··· Excerpt ···

Suki, as everyone calls him, is a former captain in the Yugoslav Peoples Army under Tito. He was born in 1957 in a village on the Adriatic coast, and he grew up in Sarajevo. It was never easy for Muslims to rise as officers in Tito’s army, or gain entry into the military school which honed him. He is a lean and handsome man, graying and finely featured with a barely contained energy, and it is easy to imagine him in command. In fact, it is hard to imagine him not in command.
Suki is the founder and publisher ofSabah, the only Bosnian newspaper printed outside of Bosnia in the world. Or so Suki claims. He speaks with the confidence of Dale Carnegie, Charles Atlas, and Donald Trump. By all accounts his newspaper is the voice of the 300,000-strong Bosnian diaspora in America. “Sabah” means dawn, and for Suki, life has dawned again. He came to St. Louis in 2005, following other Bosnians. Missouri is his own private Manifest Destiny, and he intends to conquer it.

··· Records shown ···

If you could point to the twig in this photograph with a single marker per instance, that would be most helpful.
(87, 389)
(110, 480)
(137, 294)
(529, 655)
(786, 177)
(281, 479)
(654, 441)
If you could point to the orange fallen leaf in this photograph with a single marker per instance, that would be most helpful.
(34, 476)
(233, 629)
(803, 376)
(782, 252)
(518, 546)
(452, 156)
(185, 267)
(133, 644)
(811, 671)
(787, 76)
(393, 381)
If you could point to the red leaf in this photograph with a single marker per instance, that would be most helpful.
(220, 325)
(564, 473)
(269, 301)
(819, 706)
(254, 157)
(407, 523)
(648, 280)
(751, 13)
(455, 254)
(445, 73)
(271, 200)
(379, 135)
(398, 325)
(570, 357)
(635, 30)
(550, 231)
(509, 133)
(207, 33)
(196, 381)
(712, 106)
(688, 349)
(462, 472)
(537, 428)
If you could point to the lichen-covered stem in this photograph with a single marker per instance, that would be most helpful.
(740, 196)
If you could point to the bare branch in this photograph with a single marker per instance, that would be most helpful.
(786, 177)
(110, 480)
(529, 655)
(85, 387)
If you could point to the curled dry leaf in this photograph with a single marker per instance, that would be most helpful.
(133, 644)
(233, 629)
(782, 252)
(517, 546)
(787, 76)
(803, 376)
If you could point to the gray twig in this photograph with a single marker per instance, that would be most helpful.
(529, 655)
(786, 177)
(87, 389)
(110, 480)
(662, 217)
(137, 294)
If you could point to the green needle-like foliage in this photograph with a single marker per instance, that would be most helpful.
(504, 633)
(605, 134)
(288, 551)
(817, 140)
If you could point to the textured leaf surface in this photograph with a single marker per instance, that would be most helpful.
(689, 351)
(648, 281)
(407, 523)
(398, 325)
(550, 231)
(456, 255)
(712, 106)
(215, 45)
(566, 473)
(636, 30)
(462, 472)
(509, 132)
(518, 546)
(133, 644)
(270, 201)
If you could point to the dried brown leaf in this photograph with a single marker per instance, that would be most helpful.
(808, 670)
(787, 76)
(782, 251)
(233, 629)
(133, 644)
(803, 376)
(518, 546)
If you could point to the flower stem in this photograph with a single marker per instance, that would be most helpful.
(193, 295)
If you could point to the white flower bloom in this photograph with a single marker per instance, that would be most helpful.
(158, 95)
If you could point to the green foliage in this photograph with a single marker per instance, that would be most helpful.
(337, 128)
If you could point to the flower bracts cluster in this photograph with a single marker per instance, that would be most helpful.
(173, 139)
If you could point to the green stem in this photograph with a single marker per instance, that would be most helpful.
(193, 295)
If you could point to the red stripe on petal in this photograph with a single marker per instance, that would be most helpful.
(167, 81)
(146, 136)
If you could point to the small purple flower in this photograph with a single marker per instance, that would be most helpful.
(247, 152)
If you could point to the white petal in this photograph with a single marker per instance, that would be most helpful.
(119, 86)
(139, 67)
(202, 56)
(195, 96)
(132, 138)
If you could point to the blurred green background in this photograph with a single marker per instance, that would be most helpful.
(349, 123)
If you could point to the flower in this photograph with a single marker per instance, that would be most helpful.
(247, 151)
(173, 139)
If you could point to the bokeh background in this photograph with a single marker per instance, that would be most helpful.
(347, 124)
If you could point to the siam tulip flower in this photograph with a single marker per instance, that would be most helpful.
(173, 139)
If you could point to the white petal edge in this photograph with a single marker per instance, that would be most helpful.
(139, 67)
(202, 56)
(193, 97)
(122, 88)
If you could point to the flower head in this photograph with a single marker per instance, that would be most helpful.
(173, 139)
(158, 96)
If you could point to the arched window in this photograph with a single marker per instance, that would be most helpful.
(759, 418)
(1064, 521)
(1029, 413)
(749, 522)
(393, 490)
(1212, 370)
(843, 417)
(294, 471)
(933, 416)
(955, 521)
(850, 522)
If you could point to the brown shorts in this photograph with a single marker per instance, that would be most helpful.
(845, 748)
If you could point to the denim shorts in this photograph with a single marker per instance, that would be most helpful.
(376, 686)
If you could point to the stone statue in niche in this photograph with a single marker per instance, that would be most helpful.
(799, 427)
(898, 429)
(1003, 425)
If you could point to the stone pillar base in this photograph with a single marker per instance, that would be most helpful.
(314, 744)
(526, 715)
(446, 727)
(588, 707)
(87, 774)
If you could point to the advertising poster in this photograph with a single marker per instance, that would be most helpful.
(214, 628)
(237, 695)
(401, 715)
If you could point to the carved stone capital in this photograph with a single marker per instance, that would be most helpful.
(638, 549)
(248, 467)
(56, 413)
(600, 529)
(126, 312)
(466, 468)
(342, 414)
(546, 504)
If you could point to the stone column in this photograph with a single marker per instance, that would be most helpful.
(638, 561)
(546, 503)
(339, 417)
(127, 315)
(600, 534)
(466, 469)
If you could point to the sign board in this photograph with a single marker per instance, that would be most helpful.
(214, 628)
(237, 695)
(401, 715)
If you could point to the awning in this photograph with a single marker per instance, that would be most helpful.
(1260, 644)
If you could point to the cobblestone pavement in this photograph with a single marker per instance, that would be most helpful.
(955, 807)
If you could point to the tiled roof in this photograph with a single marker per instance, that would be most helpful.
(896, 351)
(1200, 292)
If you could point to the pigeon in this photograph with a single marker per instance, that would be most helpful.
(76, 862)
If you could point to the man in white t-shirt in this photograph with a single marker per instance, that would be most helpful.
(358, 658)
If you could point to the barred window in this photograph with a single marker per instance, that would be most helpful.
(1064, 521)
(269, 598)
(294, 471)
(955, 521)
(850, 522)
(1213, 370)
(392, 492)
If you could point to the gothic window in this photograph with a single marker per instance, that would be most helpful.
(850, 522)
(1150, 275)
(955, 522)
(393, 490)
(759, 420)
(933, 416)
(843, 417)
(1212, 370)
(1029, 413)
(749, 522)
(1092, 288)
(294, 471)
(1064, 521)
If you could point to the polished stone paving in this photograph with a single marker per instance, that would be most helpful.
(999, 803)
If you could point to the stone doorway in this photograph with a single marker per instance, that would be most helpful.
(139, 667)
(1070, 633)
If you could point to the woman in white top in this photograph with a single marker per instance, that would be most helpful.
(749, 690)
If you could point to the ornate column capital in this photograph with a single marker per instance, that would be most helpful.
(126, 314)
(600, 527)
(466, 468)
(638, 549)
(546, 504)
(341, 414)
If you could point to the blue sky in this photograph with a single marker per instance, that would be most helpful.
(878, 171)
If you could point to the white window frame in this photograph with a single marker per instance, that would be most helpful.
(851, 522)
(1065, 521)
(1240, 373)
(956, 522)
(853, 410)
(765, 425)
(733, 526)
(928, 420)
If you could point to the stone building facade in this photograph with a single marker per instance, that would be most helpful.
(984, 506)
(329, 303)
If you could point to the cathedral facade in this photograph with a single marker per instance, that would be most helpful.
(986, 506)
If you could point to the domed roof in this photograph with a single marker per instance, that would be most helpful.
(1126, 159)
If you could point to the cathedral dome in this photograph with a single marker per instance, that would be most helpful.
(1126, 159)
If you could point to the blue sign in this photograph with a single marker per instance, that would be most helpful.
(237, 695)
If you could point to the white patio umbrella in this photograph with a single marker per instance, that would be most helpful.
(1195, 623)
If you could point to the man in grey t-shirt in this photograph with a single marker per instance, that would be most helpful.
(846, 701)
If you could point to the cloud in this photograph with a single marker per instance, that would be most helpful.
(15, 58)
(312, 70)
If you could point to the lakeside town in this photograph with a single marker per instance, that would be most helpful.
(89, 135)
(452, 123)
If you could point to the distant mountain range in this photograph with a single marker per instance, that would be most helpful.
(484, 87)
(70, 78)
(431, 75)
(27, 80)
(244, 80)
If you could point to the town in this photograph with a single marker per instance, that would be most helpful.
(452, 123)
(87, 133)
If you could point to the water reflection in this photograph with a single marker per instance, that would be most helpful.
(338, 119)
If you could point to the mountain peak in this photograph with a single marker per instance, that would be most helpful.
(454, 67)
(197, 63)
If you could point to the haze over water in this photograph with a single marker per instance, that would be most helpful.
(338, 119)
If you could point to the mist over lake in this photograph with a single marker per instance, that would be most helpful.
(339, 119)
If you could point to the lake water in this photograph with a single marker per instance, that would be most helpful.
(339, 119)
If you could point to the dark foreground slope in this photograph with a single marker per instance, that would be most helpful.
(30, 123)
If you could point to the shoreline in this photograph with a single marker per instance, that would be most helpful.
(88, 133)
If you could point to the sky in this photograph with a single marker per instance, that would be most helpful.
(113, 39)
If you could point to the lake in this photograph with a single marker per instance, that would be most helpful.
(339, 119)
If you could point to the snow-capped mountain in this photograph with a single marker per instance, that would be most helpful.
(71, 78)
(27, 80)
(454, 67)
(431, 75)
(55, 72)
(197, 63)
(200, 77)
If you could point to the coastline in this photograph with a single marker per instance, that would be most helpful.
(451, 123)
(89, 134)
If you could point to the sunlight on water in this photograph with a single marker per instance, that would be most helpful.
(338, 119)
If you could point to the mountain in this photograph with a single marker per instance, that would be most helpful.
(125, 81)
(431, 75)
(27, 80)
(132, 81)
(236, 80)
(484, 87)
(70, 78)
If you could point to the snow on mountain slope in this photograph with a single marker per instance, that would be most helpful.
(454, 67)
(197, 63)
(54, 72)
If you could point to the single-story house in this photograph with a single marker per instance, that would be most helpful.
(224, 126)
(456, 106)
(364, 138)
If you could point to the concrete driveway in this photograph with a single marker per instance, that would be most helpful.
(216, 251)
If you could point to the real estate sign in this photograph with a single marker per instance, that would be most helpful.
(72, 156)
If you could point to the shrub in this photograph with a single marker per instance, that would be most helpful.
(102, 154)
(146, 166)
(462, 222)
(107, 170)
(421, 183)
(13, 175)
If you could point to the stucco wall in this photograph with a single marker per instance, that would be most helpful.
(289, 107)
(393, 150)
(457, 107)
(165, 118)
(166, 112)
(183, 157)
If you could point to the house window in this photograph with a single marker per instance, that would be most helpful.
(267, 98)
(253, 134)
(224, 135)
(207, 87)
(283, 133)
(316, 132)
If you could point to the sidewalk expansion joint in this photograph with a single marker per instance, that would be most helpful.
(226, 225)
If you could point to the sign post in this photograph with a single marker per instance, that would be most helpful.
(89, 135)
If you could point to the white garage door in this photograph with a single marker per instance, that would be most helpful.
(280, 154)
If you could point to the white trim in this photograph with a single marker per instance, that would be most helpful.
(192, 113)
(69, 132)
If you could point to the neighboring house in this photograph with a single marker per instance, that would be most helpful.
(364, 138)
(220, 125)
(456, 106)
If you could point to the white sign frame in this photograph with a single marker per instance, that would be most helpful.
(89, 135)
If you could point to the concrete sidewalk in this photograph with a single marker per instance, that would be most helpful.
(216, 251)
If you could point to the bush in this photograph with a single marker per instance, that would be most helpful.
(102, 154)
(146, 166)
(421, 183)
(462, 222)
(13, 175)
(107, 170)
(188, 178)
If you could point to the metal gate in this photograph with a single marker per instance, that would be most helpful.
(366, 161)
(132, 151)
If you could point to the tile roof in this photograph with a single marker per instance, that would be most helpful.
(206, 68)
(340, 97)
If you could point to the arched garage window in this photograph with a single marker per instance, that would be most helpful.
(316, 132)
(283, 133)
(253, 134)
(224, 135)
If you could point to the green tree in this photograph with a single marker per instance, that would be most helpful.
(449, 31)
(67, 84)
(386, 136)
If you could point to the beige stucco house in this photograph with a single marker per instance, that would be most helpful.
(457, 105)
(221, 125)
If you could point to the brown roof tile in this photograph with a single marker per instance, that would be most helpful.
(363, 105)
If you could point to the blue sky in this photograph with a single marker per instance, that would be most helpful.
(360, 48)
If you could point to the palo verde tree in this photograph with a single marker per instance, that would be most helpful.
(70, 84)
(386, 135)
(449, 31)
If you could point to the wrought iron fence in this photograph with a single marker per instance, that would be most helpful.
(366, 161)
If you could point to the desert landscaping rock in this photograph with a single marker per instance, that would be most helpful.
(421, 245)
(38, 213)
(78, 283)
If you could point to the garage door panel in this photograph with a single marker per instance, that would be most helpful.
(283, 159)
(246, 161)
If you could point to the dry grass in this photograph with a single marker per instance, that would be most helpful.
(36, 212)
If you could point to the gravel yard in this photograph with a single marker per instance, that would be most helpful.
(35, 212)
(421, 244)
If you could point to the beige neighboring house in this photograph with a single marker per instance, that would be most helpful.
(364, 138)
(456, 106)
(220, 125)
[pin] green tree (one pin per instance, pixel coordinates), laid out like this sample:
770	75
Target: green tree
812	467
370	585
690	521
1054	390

···

- **Tasks and exercises**:
**1.** Decide whether each statement agrees with the profile of Suki. Answer yes or no for each, and quote the words of the profile that settle it.
(a) Suki was born in Sarajevo.
(b) Suki came to St. Louis in 2005.
(c) The name of Suki's newspaper means "dawn."
**2.** According to the profile of Suki, how large is the Bosnian diaspora in America?

- **Solutions to the problems**:
**1.**
(a) No: "He was born in 1957 in a village on the Adriatic coast, and he grew up in Sarajevo."
(b) Yes: "He came to St. Louis in 2005, following other Bosnians."
(c) Yes: "“Sabah” means dawn"

**2.** It is 300,000 strong.